- [EXERCISE GOAL]: Substitute "Prompt" for every "Query" in the data between the lines holding "like x=173, y=285." and "x=188, y=61", inclusive, and write out those lines with everything else unchanged.

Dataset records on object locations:

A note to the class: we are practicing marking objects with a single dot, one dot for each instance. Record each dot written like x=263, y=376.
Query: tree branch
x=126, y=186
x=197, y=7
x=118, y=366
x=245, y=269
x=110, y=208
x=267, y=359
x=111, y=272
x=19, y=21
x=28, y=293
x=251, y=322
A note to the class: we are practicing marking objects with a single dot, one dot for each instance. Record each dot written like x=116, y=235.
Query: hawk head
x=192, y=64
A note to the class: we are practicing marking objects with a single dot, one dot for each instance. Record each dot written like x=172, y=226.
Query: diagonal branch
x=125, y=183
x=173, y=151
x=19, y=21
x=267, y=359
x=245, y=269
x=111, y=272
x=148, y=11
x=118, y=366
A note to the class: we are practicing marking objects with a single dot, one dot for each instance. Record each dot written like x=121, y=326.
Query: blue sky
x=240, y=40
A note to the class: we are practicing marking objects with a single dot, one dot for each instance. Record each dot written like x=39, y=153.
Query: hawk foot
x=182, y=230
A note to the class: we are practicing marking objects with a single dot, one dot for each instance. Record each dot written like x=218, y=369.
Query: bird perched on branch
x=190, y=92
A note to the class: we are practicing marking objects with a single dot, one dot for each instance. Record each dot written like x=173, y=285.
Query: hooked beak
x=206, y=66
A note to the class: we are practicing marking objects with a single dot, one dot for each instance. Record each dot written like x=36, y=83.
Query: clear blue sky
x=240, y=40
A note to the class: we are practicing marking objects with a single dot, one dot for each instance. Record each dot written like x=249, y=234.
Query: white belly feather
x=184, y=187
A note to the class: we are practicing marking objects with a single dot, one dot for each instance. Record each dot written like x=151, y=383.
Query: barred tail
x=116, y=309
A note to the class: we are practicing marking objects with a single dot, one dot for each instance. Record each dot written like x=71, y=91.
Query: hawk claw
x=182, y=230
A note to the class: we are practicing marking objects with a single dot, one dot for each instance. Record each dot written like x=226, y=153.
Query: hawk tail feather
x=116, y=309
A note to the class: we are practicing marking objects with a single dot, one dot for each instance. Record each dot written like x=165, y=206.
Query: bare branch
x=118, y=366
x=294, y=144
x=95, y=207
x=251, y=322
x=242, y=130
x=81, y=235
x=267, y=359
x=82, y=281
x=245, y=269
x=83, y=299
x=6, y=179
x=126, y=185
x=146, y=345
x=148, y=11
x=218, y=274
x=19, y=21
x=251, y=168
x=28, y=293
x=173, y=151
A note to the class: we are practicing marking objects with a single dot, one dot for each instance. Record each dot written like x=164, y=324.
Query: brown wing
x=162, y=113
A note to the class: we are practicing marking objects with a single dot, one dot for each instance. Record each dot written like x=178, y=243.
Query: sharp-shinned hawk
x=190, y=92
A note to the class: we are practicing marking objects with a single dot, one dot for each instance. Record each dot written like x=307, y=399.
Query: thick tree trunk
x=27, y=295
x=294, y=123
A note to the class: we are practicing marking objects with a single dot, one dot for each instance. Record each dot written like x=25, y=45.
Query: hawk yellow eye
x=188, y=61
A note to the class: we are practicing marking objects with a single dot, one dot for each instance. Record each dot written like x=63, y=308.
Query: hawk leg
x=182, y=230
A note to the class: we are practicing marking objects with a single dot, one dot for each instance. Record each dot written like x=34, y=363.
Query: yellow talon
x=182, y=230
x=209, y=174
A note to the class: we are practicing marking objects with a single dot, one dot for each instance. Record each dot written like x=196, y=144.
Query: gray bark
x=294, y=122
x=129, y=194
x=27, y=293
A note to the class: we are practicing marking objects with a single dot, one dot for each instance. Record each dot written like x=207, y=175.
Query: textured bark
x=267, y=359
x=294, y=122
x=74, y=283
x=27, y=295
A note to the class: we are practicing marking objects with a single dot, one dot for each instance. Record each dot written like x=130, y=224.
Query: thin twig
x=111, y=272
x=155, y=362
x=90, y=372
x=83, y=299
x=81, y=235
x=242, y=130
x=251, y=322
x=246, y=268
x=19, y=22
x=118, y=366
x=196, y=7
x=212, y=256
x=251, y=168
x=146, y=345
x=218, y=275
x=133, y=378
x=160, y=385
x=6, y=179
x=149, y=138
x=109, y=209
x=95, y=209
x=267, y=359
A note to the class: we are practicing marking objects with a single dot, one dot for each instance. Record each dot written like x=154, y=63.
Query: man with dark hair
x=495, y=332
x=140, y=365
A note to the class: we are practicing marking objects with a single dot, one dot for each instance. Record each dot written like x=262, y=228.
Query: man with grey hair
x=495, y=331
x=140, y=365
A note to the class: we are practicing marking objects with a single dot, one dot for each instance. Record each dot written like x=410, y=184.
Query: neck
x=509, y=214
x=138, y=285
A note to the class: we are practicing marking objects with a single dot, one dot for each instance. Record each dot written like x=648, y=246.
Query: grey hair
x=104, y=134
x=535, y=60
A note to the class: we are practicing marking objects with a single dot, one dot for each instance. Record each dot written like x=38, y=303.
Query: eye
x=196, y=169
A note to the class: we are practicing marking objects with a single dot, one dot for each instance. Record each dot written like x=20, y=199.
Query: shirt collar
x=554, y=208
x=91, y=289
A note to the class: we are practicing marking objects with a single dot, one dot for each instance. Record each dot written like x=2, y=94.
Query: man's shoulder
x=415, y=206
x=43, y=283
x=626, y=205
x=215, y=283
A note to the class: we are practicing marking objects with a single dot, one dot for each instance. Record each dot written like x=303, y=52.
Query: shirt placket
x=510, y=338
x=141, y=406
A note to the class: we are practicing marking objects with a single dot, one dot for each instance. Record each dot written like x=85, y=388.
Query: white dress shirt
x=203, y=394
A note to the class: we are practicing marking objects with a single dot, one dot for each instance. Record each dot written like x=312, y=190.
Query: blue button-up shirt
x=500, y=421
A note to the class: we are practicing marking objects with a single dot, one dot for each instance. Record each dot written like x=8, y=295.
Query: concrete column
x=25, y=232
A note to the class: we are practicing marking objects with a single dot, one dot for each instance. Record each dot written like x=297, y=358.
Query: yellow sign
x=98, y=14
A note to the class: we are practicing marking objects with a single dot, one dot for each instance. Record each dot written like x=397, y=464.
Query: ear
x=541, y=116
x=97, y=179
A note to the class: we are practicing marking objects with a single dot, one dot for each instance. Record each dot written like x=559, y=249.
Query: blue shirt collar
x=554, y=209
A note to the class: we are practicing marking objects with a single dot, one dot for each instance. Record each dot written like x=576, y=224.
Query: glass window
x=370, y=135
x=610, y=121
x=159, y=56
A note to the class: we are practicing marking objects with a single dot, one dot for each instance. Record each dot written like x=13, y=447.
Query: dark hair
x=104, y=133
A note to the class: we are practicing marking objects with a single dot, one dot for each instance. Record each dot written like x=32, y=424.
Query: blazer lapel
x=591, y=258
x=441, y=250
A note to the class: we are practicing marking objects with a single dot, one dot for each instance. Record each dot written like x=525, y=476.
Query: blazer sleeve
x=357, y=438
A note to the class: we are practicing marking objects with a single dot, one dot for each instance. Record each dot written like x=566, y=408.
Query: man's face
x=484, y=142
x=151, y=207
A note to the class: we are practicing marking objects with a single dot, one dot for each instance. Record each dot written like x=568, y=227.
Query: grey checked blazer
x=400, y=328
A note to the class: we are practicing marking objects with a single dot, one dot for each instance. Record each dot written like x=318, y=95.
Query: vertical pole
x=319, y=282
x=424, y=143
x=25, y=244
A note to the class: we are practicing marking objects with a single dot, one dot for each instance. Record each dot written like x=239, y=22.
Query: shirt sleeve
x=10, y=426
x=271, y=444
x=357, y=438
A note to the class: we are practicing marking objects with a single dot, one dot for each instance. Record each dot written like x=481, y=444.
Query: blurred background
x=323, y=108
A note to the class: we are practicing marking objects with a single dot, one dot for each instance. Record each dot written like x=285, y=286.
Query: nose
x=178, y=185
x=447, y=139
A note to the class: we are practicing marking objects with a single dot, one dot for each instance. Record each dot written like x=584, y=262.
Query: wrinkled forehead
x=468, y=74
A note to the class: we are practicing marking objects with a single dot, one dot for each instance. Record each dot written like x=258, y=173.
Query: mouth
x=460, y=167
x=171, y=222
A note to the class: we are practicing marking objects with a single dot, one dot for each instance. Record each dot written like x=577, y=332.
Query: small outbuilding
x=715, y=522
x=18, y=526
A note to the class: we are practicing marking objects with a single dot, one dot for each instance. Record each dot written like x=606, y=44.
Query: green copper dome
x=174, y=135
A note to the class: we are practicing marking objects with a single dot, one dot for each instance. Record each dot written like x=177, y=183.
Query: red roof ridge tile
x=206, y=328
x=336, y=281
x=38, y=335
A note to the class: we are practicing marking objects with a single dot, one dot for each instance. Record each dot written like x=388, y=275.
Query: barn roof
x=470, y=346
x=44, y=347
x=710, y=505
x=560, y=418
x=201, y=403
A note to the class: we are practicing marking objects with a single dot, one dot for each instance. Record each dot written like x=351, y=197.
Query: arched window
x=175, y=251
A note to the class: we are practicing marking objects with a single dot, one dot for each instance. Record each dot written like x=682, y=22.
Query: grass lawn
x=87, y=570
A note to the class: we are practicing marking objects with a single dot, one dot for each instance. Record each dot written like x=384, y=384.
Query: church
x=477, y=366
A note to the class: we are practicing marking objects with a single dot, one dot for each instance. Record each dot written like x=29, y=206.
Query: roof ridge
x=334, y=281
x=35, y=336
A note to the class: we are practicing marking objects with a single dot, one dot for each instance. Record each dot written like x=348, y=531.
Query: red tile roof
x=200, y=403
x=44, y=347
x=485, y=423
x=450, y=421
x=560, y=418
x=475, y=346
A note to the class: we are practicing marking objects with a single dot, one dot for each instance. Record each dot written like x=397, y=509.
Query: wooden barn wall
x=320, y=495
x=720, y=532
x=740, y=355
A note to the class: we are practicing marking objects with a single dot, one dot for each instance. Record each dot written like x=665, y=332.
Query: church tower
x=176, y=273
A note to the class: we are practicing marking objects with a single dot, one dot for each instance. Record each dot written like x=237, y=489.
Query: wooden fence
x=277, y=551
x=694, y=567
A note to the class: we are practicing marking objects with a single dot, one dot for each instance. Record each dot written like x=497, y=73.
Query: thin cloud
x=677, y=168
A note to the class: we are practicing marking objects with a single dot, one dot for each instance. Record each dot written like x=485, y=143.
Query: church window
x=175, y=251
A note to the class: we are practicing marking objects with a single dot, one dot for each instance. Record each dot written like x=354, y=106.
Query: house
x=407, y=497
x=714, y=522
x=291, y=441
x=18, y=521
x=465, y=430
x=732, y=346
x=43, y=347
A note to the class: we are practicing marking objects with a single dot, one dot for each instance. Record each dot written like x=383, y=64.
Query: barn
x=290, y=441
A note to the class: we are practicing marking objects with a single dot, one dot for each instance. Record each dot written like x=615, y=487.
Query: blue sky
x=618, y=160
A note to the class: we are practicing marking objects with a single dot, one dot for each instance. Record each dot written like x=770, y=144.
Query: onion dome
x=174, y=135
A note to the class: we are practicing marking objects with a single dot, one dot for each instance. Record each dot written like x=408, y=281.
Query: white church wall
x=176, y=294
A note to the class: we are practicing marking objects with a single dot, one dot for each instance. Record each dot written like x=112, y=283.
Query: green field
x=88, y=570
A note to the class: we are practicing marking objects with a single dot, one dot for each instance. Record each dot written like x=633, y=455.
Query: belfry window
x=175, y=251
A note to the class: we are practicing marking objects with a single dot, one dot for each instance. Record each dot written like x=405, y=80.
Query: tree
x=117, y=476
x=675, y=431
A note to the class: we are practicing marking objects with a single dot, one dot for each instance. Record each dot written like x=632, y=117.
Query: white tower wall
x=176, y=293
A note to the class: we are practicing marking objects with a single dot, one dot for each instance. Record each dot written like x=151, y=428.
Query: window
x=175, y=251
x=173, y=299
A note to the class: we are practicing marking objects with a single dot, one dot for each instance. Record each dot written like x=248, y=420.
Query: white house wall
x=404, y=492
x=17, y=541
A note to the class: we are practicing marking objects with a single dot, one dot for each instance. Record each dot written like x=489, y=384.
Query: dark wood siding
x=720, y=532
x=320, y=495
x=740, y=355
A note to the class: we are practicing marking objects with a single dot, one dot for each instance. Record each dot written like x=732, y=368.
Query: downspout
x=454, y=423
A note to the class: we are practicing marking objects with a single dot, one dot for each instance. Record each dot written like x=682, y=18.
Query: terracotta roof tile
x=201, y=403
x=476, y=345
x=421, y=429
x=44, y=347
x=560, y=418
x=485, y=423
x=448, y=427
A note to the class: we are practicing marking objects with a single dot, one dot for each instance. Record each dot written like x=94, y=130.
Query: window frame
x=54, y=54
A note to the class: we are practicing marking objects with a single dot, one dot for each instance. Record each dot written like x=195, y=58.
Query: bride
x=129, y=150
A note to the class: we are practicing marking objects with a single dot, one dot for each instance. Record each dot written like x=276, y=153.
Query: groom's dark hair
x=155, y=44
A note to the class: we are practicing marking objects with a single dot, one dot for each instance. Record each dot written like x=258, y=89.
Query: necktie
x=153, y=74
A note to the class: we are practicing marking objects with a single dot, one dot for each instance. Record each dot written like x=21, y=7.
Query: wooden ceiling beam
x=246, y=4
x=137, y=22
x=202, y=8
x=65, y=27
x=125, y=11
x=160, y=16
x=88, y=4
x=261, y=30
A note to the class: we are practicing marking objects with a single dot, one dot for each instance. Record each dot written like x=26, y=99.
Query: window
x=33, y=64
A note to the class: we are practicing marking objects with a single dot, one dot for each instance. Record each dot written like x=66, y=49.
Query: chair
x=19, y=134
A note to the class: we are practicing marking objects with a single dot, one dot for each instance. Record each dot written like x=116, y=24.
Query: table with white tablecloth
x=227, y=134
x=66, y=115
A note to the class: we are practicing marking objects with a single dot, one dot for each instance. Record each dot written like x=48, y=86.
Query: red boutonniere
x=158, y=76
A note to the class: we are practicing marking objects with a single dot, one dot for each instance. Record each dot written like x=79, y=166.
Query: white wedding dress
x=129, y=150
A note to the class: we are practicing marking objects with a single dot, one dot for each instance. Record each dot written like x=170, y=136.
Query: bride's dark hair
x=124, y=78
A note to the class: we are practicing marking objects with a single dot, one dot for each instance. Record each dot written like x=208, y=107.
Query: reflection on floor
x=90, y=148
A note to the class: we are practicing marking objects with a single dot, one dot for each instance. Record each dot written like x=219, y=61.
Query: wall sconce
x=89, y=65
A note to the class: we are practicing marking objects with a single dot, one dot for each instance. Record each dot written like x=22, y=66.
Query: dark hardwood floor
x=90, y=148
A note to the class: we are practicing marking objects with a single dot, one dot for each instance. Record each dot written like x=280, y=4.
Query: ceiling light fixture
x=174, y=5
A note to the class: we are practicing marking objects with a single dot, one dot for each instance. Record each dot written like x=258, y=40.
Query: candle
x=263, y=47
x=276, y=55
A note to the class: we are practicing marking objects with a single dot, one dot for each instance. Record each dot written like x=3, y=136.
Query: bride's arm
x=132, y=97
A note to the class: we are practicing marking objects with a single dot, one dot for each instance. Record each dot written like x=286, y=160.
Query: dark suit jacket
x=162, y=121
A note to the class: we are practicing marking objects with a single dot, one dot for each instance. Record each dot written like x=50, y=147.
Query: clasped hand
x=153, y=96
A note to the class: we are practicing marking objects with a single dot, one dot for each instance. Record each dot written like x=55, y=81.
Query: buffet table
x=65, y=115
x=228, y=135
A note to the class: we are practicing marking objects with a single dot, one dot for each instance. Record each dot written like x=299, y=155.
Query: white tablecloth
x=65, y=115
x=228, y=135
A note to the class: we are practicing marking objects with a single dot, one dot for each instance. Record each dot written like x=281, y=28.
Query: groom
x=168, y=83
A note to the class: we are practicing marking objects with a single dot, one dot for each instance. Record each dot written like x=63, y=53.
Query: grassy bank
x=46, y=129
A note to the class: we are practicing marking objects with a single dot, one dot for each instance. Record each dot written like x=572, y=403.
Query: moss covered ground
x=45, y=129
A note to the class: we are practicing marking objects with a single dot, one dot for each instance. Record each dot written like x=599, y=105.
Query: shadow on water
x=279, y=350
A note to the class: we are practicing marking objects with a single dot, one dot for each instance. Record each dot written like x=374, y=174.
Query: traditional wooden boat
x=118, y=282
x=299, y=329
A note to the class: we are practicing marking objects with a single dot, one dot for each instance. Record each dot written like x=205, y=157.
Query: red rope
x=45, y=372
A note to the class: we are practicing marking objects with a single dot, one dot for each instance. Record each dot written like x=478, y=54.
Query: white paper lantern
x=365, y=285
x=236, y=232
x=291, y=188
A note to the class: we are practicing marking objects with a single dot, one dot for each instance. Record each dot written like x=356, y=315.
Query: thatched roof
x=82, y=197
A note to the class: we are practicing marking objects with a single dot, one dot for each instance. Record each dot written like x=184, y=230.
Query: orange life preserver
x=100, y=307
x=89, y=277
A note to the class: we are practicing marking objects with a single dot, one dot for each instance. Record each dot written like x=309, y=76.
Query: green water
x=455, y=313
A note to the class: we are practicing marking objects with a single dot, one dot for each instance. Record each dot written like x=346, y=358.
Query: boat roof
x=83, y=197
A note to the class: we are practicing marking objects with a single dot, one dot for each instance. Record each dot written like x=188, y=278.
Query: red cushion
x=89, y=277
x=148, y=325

- [WRITTEN RESPONSE]:
A note to the class: we are practicing marking objects with a single dot, one dot for each instance. Record each dot written like x=173, y=285.
Prompt: hooked beak
x=206, y=66
A note to the class: we are practicing marking objects with a single dot, one dot for each instance. Record each dot written like x=36, y=83.
Prompt: clear blue sky
x=240, y=40
A note to the class: we are practicing marking objects with a single dot, one dot for each instance. Record each dot written like x=249, y=234.
Prompt: white belly feather
x=184, y=187
A note to the class: we are practicing marking objects with a single dot, one dot for each instance. Record each dot written like x=151, y=383.
Prompt: barred tail
x=116, y=309
A note to the class: we are practicing marking objects with a single dot, one dot for each instance. Record each dot written like x=71, y=91.
Prompt: hawk claw
x=182, y=230
A note to the class: we are practicing marking objects with a single dot, one dot for each instance. Record each dot written like x=226, y=153.
Prompt: hawk tail feather
x=116, y=309
A note to the class: we are practicing marking objects with a single dot, one dot for each instance. Record each dot written like x=165, y=206.
Prompt: bare branch
x=118, y=366
x=294, y=144
x=95, y=207
x=251, y=322
x=242, y=130
x=81, y=235
x=267, y=359
x=82, y=281
x=245, y=269
x=83, y=299
x=6, y=179
x=126, y=185
x=146, y=345
x=148, y=11
x=218, y=274
x=19, y=21
x=251, y=168
x=28, y=293
x=173, y=151
A note to the class: we are practicing marking objects with a single dot, one dot for each instance. Record each dot written like x=164, y=324.
Prompt: brown wing
x=162, y=113
A note to the class: we are practicing marking objects with a single dot, one dot for each instance. Record each dot written like x=178, y=243.
Prompt: sharp-shinned hawk
x=190, y=92
A note to the class: we are practicing marking objects with a single dot, one dot for each instance. Record each dot written like x=307, y=399.
Prompt: thick tree trunk
x=27, y=295
x=294, y=123
A note to the class: we are practicing marking objects with a single dot, one dot for each instance. Record each dot written like x=25, y=45.
Prompt: hawk yellow eye
x=188, y=61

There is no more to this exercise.